[RECORD EXTRACTS start]
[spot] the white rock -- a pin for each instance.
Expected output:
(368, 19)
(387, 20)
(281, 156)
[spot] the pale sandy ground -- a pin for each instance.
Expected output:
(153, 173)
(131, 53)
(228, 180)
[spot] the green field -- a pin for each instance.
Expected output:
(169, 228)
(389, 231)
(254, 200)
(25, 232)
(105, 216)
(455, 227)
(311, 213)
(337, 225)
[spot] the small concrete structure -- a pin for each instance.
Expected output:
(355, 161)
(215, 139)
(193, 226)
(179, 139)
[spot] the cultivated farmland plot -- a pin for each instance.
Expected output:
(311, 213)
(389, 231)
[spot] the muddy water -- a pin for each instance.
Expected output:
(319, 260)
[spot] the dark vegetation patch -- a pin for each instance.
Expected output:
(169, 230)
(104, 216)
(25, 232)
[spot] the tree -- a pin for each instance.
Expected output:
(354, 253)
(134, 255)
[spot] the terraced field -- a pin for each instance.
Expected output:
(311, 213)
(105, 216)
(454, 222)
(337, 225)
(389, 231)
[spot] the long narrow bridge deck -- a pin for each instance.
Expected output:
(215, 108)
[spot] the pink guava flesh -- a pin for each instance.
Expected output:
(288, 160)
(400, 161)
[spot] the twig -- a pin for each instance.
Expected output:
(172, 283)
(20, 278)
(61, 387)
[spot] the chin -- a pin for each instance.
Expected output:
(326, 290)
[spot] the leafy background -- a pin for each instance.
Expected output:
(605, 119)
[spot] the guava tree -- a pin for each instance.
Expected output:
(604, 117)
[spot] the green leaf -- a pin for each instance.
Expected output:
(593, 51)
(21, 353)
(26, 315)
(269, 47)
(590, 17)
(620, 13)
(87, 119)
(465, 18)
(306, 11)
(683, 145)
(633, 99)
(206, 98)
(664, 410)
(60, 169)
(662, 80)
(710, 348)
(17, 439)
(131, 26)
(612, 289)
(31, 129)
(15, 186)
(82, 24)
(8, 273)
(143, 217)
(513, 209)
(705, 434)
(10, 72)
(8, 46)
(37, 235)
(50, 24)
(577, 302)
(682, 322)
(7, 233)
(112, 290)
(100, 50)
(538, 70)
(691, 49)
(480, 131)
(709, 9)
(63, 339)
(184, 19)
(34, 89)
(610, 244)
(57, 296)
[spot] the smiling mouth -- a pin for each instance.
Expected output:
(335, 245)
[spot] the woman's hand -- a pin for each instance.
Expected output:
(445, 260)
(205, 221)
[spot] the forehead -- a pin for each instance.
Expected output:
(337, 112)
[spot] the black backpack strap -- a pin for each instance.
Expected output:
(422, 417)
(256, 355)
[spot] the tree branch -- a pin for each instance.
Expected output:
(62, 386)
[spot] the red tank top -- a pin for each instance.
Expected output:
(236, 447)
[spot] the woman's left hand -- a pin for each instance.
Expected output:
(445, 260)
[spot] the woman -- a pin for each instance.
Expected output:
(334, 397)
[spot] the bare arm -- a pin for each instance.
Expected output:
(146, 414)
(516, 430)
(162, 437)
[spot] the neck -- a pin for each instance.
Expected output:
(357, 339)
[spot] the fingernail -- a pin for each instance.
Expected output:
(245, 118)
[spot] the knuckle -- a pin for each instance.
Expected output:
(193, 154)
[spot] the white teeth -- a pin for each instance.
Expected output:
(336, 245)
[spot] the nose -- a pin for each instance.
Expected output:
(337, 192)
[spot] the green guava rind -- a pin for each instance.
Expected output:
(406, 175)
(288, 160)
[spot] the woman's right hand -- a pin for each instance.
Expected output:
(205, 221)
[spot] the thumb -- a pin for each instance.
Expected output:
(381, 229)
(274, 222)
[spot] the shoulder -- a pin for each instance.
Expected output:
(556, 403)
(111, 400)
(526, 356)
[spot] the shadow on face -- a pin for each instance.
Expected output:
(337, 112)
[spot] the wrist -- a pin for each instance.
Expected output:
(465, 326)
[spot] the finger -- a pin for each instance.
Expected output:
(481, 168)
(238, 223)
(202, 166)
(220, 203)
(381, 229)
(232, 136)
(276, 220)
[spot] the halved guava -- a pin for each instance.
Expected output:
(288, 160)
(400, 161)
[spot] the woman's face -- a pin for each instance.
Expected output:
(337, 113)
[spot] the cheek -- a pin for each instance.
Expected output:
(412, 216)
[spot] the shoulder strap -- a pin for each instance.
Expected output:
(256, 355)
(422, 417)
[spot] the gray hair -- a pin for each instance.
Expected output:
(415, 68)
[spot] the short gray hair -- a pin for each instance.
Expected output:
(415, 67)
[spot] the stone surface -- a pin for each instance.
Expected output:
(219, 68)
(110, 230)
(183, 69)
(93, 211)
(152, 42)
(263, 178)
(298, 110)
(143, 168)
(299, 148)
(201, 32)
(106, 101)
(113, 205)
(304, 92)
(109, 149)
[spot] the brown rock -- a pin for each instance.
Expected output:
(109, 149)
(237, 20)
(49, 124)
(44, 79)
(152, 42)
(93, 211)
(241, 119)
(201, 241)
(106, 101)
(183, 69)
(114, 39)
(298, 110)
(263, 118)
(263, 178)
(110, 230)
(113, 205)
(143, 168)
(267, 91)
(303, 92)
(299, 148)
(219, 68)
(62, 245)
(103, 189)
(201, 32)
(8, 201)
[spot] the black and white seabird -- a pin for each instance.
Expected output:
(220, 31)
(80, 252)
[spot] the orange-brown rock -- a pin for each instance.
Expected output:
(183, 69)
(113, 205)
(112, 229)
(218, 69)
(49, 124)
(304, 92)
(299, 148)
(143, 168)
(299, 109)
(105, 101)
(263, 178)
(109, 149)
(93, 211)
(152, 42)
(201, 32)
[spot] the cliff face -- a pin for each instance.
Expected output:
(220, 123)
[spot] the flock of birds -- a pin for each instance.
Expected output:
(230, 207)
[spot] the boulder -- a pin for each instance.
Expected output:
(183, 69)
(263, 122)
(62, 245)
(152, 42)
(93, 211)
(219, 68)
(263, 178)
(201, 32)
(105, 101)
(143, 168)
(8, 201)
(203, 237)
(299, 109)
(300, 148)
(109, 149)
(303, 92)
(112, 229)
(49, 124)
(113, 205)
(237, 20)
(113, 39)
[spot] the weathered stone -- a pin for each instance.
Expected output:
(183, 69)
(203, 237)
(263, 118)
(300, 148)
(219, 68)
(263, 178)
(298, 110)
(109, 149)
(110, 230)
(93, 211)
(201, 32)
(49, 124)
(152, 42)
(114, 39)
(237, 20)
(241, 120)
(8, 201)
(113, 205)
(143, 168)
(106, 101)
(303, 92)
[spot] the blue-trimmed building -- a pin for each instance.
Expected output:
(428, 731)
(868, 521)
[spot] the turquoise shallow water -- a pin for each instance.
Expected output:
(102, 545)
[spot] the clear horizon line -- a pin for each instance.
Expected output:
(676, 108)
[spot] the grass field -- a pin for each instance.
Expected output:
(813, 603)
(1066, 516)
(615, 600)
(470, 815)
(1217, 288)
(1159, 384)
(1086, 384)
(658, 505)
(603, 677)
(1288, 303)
[RECORD EXTRACTS end]
* [INSTRUCTIONS TO FOLLOW]
Write out every entry above once more, line for line, without changing anything.

* [THE RESPONSE]
[spot] the white rock -- a pin for each instance.
Expected output:
(368, 19)
(387, 20)
(281, 156)
[spot] the pale sandy ground -- a pin for each instance.
Expected output:
(153, 173)
(131, 53)
(228, 180)
[spot] the green field -- a pin for each instance.
Expected output:
(169, 228)
(389, 231)
(254, 200)
(25, 232)
(105, 216)
(455, 227)
(311, 213)
(337, 225)
[spot] the small concrete structure -- a pin for each instance.
Expected output:
(355, 161)
(215, 139)
(193, 226)
(179, 139)
[spot] the cultivated farmland plot -- a pin for each instance.
Expected output:
(311, 213)
(389, 231)
[spot] the muddy water -- a pin for each instance.
Expected output:
(319, 260)
[spot] the dark vegetation patch -- a pin for each instance.
Expected output:
(169, 230)
(104, 216)
(25, 232)
[spot] the tree -- a pin for each instance.
Expected output:
(354, 253)
(134, 255)
[spot] the terraced field -- a pin for each instance.
Expected output:
(311, 213)
(105, 216)
(454, 222)
(337, 225)
(389, 231)
[spot] the long narrow bridge deck -- a pin for each instance.
Expected output:
(215, 108)
[spot] the pink guava flesh -- a pin for each instance.
Expected output:
(288, 160)
(400, 161)
[spot] the twig -- a pin for each instance.
Expected output:
(172, 283)
(20, 278)
(61, 387)
[spot] the chin -- a pin for each instance.
Expected output:
(326, 290)
[spot] the leafy background -- a pin for each instance.
Expected output:
(605, 119)
[spot] the guava tree -- a pin for each instance.
Expected output:
(604, 117)
[spot] the green leaf -- a pin for each instance.
Expected output:
(593, 51)
(21, 353)
(26, 315)
(269, 47)
(590, 17)
(620, 13)
(87, 119)
(465, 18)
(306, 11)
(683, 145)
(633, 99)
(206, 98)
(664, 410)
(60, 169)
(662, 80)
(710, 348)
(17, 439)
(131, 26)
(612, 289)
(31, 129)
(15, 186)
(82, 24)
(8, 273)
(143, 217)
(513, 209)
(705, 434)
(10, 72)
(8, 46)
(37, 235)
(50, 24)
(577, 302)
(682, 322)
(7, 233)
(112, 290)
(100, 50)
(538, 70)
(691, 49)
(480, 131)
(709, 9)
(63, 339)
(184, 19)
(34, 89)
(610, 244)
(57, 296)
[spot] the smiling mouth -- a pin for each instance.
Expected output:
(335, 245)
[spot] the woman's hand -- a pin for each instance.
Expected output:
(445, 260)
(205, 221)
[spot] the forehead -- a pin for each instance.
Expected output:
(337, 112)
[spot] the black backpack strap -- a pin for each instance.
Expected output:
(422, 417)
(256, 355)
[spot] the tree branch -- a pin for each instance.
Expected output:
(62, 386)
[spot] the red tank top -- a pin for each instance.
Expected output:
(236, 447)
[spot] the woman's left hand -- a pin for each instance.
Expected output:
(445, 260)
[spot] the woman -- a pin for each instance.
Expected output:
(334, 397)
[spot] the bare arm -- a pin for each instance.
Expected output:
(146, 414)
(516, 430)
(162, 437)
[spot] the neck -- a pin for each instance.
Expected output:
(357, 339)
[spot] the fingernail -- a pin for each instance.
Expected output:
(245, 118)
[spot] the knuckle -- a pin for each instance.
Expected output:
(193, 154)
[spot] the white teeth -- a pin for each instance.
Expected output:
(336, 245)
[spot] the nose -- a pin for each instance.
Expected output:
(337, 192)
[spot] the green guava rind -- a pin for each instance.
Expected output:
(406, 175)
(288, 160)
[spot] the woman's right hand -- a pin for each instance.
Expected output:
(205, 221)
[spot] the thumb -- a pin for each instance.
Expected output:
(381, 229)
(274, 222)
[spot] the shoulder -- a pin for each instance.
Expected output:
(556, 403)
(111, 400)
(526, 356)
[spot] the shadow on face -- a pin for each instance.
Expected output:
(337, 112)
[spot] the wrist -- a pin for each instance.
Expected output:
(465, 326)
[spot] the finger -- a pin for each instance.
Expected output:
(481, 168)
(238, 223)
(202, 166)
(220, 203)
(381, 229)
(232, 136)
(276, 220)
[spot] the halved guava -- a pin for each instance.
Expected output:
(288, 160)
(400, 161)
[spot] the woman's face -- a pin for each instance.
Expected output:
(337, 113)
[spot] the cheek -- a pin for each instance.
Expected output:
(412, 216)
[spot] the shoulder strap -- a pin for each instance.
Expected output:
(256, 355)
(422, 417)
[spot] the gray hair -- a pin for each instance.
Expected output:
(415, 68)
[spot] the short gray hair -- a pin for each instance.
Expected output:
(415, 67)
[spot] the stone surface -- a pin for each instance.
Expected output:
(219, 68)
(110, 230)
(183, 69)
(93, 211)
(152, 42)
(263, 178)
(298, 110)
(143, 168)
(299, 148)
(201, 32)
(106, 101)
(113, 205)
(304, 92)
(109, 149)
[spot] the brown rock -- a pin for each instance.
Expected output:
(109, 149)
(237, 20)
(49, 124)
(44, 79)
(152, 42)
(93, 211)
(241, 119)
(201, 241)
(106, 101)
(183, 69)
(114, 39)
(298, 110)
(263, 118)
(263, 178)
(110, 230)
(113, 205)
(143, 168)
(267, 91)
(303, 92)
(299, 148)
(219, 68)
(62, 245)
(103, 189)
(201, 32)
(8, 201)
[spot] the black and white seabird -- a pin for each instance.
Expected output:
(220, 31)
(80, 252)
[spot] the orange-brown rock -- a pin for each instance.
Expected output:
(183, 69)
(113, 205)
(112, 229)
(218, 69)
(49, 124)
(304, 92)
(299, 148)
(143, 168)
(299, 109)
(105, 101)
(263, 178)
(109, 149)
(93, 211)
(152, 42)
(201, 32)
[spot] the cliff face -- a pin for each instance.
Expected output:
(220, 123)
[spot] the flock of birds -- a pin for each instance.
Expected output:
(230, 207)
[spot] the boulder -- a pin for each instance.
Expected output:
(183, 69)
(263, 122)
(62, 245)
(152, 42)
(93, 211)
(219, 68)
(263, 178)
(201, 32)
(105, 101)
(143, 168)
(8, 201)
(203, 237)
(299, 109)
(300, 148)
(109, 149)
(303, 92)
(112, 229)
(49, 124)
(113, 205)
(237, 20)
(113, 39)
[spot] the weathered stone -- a pin for each instance.
Expected output:
(183, 69)
(203, 237)
(263, 118)
(300, 148)
(219, 68)
(263, 178)
(298, 110)
(109, 149)
(110, 230)
(93, 211)
(201, 32)
(49, 124)
(152, 42)
(114, 39)
(237, 20)
(241, 120)
(8, 201)
(113, 205)
(143, 168)
(106, 101)
(303, 92)
[spot] the blue-trimmed building -- a pin for each instance.
Expected output:
(428, 731)
(868, 521)
[spot] the turquoise shallow water -- a pin for each instance.
Expected output:
(102, 545)
[spot] the clear horizon line -- a pin for each instance.
Expected output:
(676, 108)
[spot] the grass field -- a pin for each instance.
Expected output:
(813, 603)
(1066, 516)
(615, 600)
(470, 815)
(1217, 288)
(1159, 384)
(1086, 384)
(658, 505)
(603, 677)
(1288, 303)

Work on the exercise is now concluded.